Aim of the task: Reproduce the portion of the article on Republican support for foreign-worker visa programs that starts at "Riggleman also sponsored" and ends at "most GOP Senators.".

Start of Selected text

In May, reform groups slammed a so-called “Gang of Nine” GOP Senators who urged Trump to keep the pipelines of foreign workers. “We ask [that] you cautiously approach any changes to nonimmigrant guest work program,” said the letter by Sens. Lindsey Graham (R-SC), John Cornyn (R-TX), Mike Crapo (R-ID), James Risch (R-ID), Mike Rounds (R-SD), Todd Young (R-IN), Lisa Murkowski (R-AK), Dan Sullivan (R-AK), and James Lankford (R-OK).

On June 14, Virginia GOP Rep. Denver Riggleman lost his GOP primary because of his votes supporting the H-2B and H-1B programs. On May 30, Breitbart News interviewed Riggleman’s victorious challenger, Bob Good:

“Probably, the greatest area of concern for many voters across the district … is his votes on immigration and American jobs going to foreign workers, allowing more and more foreign workers to come in and flood our markets and take American jobs at lower wages,” Good continued.

“It is a critical issue for many reasons and frankly, it is the number one priority of our campaign, is reforming immigration,” Good said. “Not just ending illegal immigration … we both know the Democrat Party doesn’t agree on that, but not just ending illegal immigration but managing legal immigration in a way that puts America first and American workers first. My opponent has voted time and again to allow hundreds of thousands of more foreign workers to come in and take American jobs at lower wages.”

On May 7, 2019, Riggleman touted his support for the H-2B pipeline from Mexico and Central America: “When I speak with business owners in my district, they make it clear that we need more laborers. These H-2B visas will help to fill that need,” said Congressman Riggleman. “I campaigned on finding common-sense solutions to 5th District problems, and this increase in visas will help.”

Riggleman also sponsored HR.1044, which would have encouraged more Indian workers to take white-collar jobs from U.S. graduates via the OPT pipeline. The bill expanded the incentive by greatly increasing the number of Indians who can get green cards from employers in exchange for low-wage work.

Breitbart News posted the long list of GOP legislators who backed the HR.1044 giveaway. The Senate version of the bill, S.386, was blocked in the Senate by most GOP Senators.

The legislators’ support for outsourcing testifies to the power of money in U.S. politics, said Mark Krikorian, director of the Center for Immigration Studies. If the money were not being dangled in front of them, he said, GOP and Democratic politicians would likely oppose the outsourcing. They would “get to talk about getting Americans, women, and minorities into good STEM jobs,” he said.

“But because the moneyed interests have such a bottomless demand for cheap foreign labor, they make their wish felt in no uncertain terms when delivering their donation checks to Republicans in Congress and to Democrats,” he said.

End of Selected text
Start of Source information

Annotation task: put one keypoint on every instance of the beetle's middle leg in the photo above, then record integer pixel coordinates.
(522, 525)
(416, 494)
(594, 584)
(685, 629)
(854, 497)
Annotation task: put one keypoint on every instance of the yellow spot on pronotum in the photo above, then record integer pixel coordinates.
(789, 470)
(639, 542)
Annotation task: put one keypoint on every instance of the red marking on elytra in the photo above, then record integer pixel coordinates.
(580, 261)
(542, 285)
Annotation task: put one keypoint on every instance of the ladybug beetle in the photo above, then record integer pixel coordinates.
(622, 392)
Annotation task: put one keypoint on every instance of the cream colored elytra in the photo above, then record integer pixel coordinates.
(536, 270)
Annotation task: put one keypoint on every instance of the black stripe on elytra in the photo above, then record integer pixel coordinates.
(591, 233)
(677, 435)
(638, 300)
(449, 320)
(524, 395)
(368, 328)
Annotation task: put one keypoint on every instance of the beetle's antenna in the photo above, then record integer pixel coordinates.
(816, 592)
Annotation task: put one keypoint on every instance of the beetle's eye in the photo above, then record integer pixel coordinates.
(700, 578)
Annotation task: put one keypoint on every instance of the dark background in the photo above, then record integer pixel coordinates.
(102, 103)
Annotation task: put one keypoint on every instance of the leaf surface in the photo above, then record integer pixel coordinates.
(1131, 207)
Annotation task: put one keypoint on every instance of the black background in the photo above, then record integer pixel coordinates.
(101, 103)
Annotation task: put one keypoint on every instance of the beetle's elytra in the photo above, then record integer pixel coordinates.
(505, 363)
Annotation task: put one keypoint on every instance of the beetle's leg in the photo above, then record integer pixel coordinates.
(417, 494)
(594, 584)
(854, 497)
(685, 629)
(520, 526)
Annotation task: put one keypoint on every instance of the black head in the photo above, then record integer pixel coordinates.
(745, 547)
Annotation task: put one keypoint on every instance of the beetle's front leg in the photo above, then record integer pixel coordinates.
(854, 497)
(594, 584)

End of Source information

Response to this task:
Riggleman also sponsored HR.1044, which would have encouraged more Indian workers to take white-collar jobs from U.S. graduates via the OPT pipeline. The bill expanded the incentive by greatly increasing the number of Indians who can get green cards from employers in exchange for low-wage work.

Breitbart News posted the long list of GOP legislators who backed the HR.1044 giveaway. The Senate version of the bill, S.386, was blocked in the Senate by most GOP Senators.